▶ [WHAT YOU SHOULD DO]: Reproduce verbatim the lines of the entries below, from the line containing "Our labeler tagged white tank" through the line containing "[[372, 367, 756, 529]]", both included.

═══ THE INPUT ═══

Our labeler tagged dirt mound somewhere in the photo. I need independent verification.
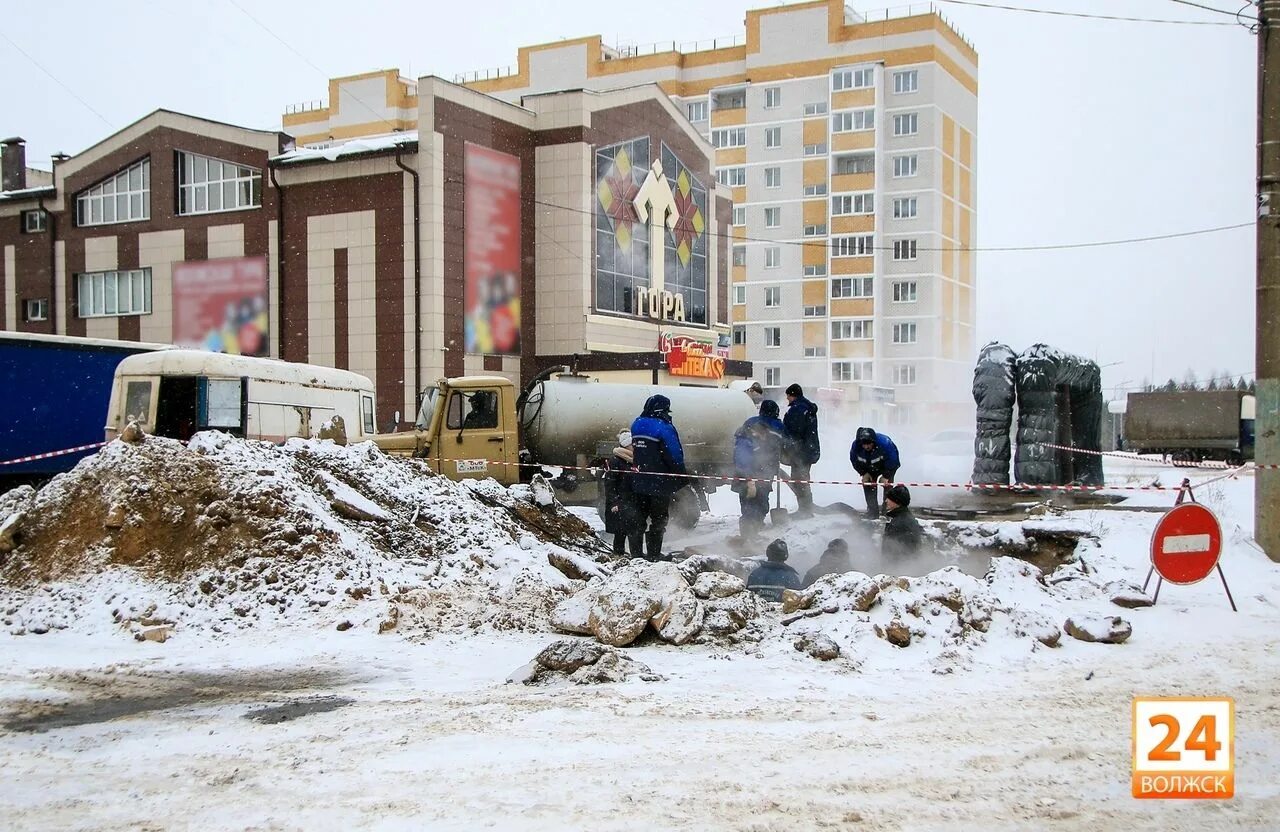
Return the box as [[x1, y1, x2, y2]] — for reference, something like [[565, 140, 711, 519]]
[[0, 433, 599, 632]]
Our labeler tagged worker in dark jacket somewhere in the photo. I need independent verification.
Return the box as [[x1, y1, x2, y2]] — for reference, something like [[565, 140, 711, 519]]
[[732, 399, 783, 543], [849, 428, 901, 520], [804, 538, 854, 586], [631, 393, 689, 559], [782, 384, 822, 517], [746, 540, 800, 602], [603, 430, 644, 558], [881, 485, 924, 556]]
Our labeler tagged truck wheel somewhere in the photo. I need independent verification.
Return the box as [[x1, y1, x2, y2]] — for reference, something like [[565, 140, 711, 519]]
[[671, 488, 703, 531]]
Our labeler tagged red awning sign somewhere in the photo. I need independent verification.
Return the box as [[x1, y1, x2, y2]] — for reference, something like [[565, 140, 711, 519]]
[[1151, 503, 1222, 585]]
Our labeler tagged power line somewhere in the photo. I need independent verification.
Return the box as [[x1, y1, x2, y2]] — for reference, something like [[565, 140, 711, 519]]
[[938, 0, 1236, 26], [0, 32, 115, 131]]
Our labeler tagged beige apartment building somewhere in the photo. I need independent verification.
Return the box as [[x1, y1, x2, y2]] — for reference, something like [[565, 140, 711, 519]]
[[284, 0, 978, 426]]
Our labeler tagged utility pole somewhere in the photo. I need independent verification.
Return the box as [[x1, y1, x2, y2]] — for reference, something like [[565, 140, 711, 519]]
[[1253, 0, 1280, 562]]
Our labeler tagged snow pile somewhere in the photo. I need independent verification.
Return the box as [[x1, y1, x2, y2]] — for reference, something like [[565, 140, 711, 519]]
[[0, 433, 599, 634]]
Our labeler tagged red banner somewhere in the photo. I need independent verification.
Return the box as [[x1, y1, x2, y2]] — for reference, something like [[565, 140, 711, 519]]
[[463, 143, 520, 355], [658, 333, 724, 379], [173, 257, 270, 356]]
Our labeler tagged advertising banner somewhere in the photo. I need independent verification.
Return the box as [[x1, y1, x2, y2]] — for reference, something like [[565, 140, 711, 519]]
[[463, 143, 520, 355], [173, 257, 270, 356]]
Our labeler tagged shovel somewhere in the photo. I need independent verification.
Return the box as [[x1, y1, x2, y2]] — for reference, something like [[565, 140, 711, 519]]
[[769, 477, 791, 526]]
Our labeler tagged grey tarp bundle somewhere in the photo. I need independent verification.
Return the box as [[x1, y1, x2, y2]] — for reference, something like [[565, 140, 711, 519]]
[[973, 342, 1016, 485], [1014, 344, 1103, 485]]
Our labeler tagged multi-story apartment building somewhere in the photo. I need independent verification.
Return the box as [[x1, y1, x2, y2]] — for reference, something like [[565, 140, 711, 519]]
[[284, 0, 978, 424]]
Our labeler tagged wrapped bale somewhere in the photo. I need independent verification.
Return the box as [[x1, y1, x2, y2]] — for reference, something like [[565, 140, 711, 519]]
[[973, 342, 1016, 485], [1014, 344, 1062, 485]]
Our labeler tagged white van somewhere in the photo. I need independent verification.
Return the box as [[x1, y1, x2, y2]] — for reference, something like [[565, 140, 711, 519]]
[[106, 349, 378, 442]]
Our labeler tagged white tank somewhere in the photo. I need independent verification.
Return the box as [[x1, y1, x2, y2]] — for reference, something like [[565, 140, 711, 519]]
[[521, 376, 756, 475]]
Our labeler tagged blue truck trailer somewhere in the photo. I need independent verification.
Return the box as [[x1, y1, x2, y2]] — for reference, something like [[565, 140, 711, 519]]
[[0, 332, 169, 490]]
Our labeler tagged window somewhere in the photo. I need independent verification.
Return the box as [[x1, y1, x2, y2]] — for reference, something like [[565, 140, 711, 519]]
[[22, 210, 46, 234], [831, 191, 876, 216], [831, 320, 872, 340], [831, 278, 874, 298], [831, 67, 876, 90], [893, 196, 918, 220], [893, 154, 920, 179], [76, 159, 151, 225], [178, 152, 262, 214], [22, 297, 49, 321], [831, 109, 876, 133], [712, 127, 746, 147], [77, 269, 151, 317], [893, 69, 920, 95], [836, 154, 876, 174], [893, 280, 916, 303], [831, 234, 876, 257], [716, 168, 746, 188]]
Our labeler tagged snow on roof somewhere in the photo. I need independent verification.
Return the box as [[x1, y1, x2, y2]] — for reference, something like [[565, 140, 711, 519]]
[[271, 131, 417, 165], [116, 349, 374, 393]]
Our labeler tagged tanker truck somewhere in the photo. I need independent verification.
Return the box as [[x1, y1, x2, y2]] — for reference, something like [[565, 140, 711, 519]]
[[372, 367, 756, 529]]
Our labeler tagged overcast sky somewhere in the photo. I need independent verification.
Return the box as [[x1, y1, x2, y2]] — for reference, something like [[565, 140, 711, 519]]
[[0, 0, 1257, 394]]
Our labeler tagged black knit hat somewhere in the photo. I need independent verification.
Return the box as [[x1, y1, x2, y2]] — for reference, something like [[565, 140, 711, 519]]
[[884, 485, 911, 507]]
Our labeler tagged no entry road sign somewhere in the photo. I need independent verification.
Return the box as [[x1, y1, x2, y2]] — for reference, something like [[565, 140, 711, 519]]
[[1151, 503, 1222, 584]]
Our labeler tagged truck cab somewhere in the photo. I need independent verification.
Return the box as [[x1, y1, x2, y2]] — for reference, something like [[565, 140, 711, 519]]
[[374, 375, 520, 485]]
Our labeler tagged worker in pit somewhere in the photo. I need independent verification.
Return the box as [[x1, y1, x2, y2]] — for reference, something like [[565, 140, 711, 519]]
[[881, 485, 924, 557], [782, 384, 822, 517], [732, 399, 783, 543], [804, 538, 854, 586], [849, 428, 901, 520], [631, 393, 689, 561], [746, 539, 801, 602], [603, 430, 644, 558]]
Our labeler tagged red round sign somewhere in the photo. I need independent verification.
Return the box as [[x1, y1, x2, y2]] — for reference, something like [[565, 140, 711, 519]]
[[1151, 503, 1222, 584]]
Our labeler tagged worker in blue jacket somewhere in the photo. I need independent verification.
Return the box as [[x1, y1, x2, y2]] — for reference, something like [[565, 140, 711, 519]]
[[732, 399, 785, 543], [631, 393, 689, 559], [849, 428, 901, 520]]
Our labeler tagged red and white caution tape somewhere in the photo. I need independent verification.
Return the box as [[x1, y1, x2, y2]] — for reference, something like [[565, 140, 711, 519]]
[[0, 442, 106, 465]]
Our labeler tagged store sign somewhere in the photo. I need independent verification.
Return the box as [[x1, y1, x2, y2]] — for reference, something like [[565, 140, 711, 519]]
[[658, 333, 724, 379]]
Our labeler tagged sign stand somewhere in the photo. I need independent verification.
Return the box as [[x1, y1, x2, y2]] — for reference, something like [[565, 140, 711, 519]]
[[1142, 477, 1240, 612]]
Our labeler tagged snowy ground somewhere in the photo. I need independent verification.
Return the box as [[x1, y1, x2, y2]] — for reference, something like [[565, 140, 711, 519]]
[[0, 461, 1280, 829]]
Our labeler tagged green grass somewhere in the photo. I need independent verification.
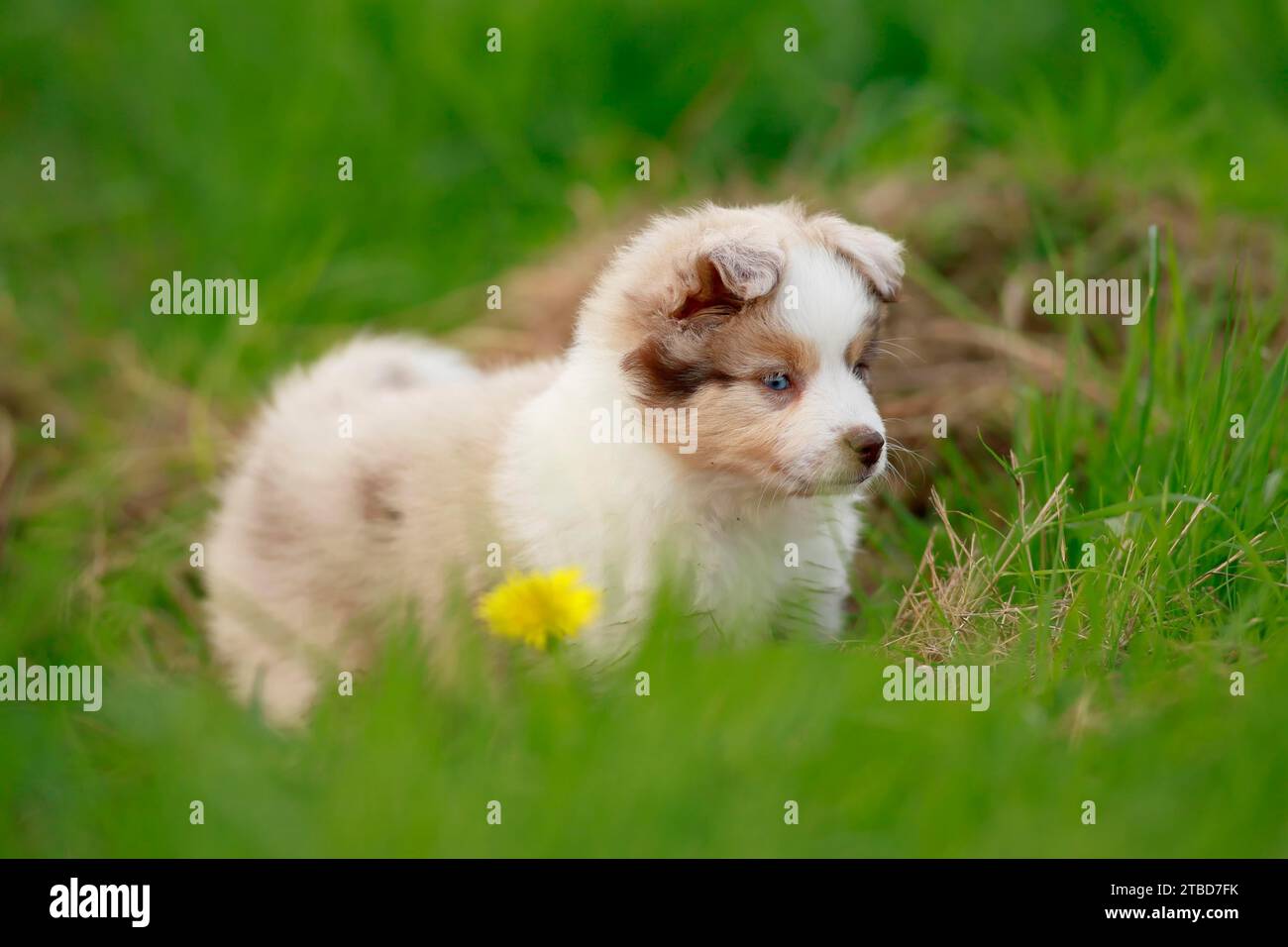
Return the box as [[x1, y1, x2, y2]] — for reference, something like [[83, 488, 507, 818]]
[[0, 0, 1288, 857]]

═══

▶ [WRITTEN SOLUTION]:
Our labeler tagged white tank somewhere in the photo. I need independent verification.
Return the box as [[x1, y1, x2, y2]] — for reference, something like [[565, 140, 711, 519]]
[[521, 376, 756, 475]]
Our labeler tagged blue truck trailer somewhere in the photo. I need independent verification.
Return the box as [[x1, y1, x2, y2]] — for reference, something like [[565, 140, 711, 519]]
[[0, 332, 169, 490]]
Our labeler tagged window somewhere in the photo. I need independent verification.
Return the box as [[x1, y1, x2, y2]] — for reference, something like [[565, 140, 711, 519]]
[[22, 210, 46, 234], [831, 191, 876, 216], [831, 320, 872, 340], [831, 278, 874, 298], [831, 67, 876, 90], [893, 196, 918, 220], [893, 154, 920, 179], [76, 159, 151, 225], [178, 152, 262, 214], [22, 297, 49, 321], [831, 109, 876, 133], [712, 127, 746, 147], [77, 269, 151, 317], [893, 69, 920, 95], [836, 154, 876, 174], [893, 280, 916, 303], [831, 234, 876, 257], [716, 168, 746, 188]]
Our labeler tagged snow on roof somewhere in the photo. I need independent verification.
Return the box as [[x1, y1, x2, y2]] — for reference, something like [[565, 140, 711, 519]]
[[271, 131, 417, 165], [116, 349, 374, 393]]
Our labeler tagged tanker truck somewhere in the photo. I need independent verification.
Return the box as [[x1, y1, x2, y2]] — for reference, something like [[565, 140, 711, 519]]
[[372, 367, 756, 529]]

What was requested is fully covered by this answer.